__Excerpt provided__.
No one is at a more "Chinese time of their life" right now than everyone who, uhh, isn't actually Chinese at all. Let me explain: An absurdist social media meme has people, specifically Westerners, leaning into "being Chinese" in the form of tongue-in-cheek sentiments that accompany tasks like drinking hot water, a common traditional Chinese medicine practice, or eating congee.
"First morning being Chinese," reads the caption on a video of a person making hot lemon water. "This week's grocery haul after recently being diagnosed as Chinese," says the text in front of a spread featuring napa cabbage and oyster sauce. "You've met me at a very Chinese time in my life," claims a video of a guy eating dumplings. Is it all a little stereotypical and weird? Yes, as some people have pointed out. There are ample legitimate reasons to take issue with the trend, as Zeyi Yang and Louise Matsakis explained in Wired.
But, as Yang and Matsakis concluded, the meme also represents a fascinating turning point: a new, albeit performative, embrace of Chinese culture in the U.S., where China has long been a boogeyman and its culture considered with skepticism. As also explained on the anthropology video channel Anthrodorphins, these memes are both ironic and sincere, underpinned by the real power struggle between the two countries. According to this interpretation, China was once stigmatized, but its recent representations on social media symbolize a level of modernity, efficiency, and functionality that feels lacking to some people in the U.S., and therefore desirable.

__Task directions__. Copy out the entire passage on the "being Chinese" social media meme word for word.

(Free-text object descriptions)
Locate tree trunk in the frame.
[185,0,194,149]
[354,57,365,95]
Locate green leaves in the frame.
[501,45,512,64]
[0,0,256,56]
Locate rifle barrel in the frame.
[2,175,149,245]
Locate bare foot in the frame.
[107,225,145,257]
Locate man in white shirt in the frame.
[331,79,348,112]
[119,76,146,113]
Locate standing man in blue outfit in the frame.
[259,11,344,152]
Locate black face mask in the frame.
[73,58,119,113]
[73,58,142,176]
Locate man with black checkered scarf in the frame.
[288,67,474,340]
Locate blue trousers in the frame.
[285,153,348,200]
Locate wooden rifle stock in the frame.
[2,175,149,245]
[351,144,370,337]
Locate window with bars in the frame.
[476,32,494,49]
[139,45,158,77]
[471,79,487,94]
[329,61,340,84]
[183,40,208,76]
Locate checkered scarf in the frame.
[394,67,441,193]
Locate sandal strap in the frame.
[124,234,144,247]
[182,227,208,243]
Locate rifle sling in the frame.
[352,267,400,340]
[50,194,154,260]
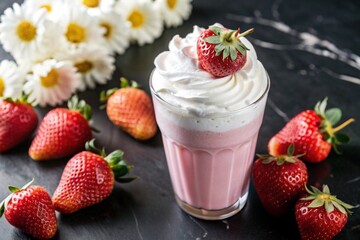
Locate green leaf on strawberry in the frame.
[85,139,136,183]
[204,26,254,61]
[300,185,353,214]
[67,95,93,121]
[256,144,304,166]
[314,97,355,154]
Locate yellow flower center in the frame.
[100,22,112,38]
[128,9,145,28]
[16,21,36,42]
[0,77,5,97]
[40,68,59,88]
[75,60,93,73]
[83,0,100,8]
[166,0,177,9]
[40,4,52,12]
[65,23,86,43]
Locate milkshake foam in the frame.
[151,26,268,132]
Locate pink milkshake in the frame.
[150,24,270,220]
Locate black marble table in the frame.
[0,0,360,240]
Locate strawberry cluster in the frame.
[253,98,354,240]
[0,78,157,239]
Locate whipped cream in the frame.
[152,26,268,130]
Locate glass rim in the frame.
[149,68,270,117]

__Written reply__.
No one is at a more "Chinese time of their life" right now than everyone who, uhh, isn't actually Chinese at all. Let me explain: An absurdist social media meme has people, specifically Westerners, leaning into "being Chinese" in the form of tongue-in-cheek sentiments that accompany tasks like drinking hot water, a common traditional Chinese medicine practice, or eating congee.
"First morning being Chinese," reads the caption on a video of a person making hot lemon water. "This week's grocery haul after recently being diagnosed as Chinese," says the text in front of a spread featuring napa cabbage and oyster sauce. "You've met me at a very Chinese time in my life," claims a video of a guy eating dumplings. Is it all a little stereotypical and weird? Yes, as some people have pointed out. There are ample legitimate reasons to take issue with the trend, as Zeyi Yang and Louise Matsakis explained in Wired.
But, as Yang and Matsakis concluded, the meme also represents a fascinating turning point: a new, albeit performative, embrace of Chinese culture in the U.S., where China has long been a boogeyman and its culture considered with skepticism. As also explained on the anthropology video channel Anthrodorphins, these memes are both ironic and sincere, underpinned by the real power struggle between the two countries. According to this interpretation, China was once stigmatized, but its recent representations on social media symbolize a level of modernity, efficiency, and functionality that feels lacking to some people in the U.S., and therefore desirable.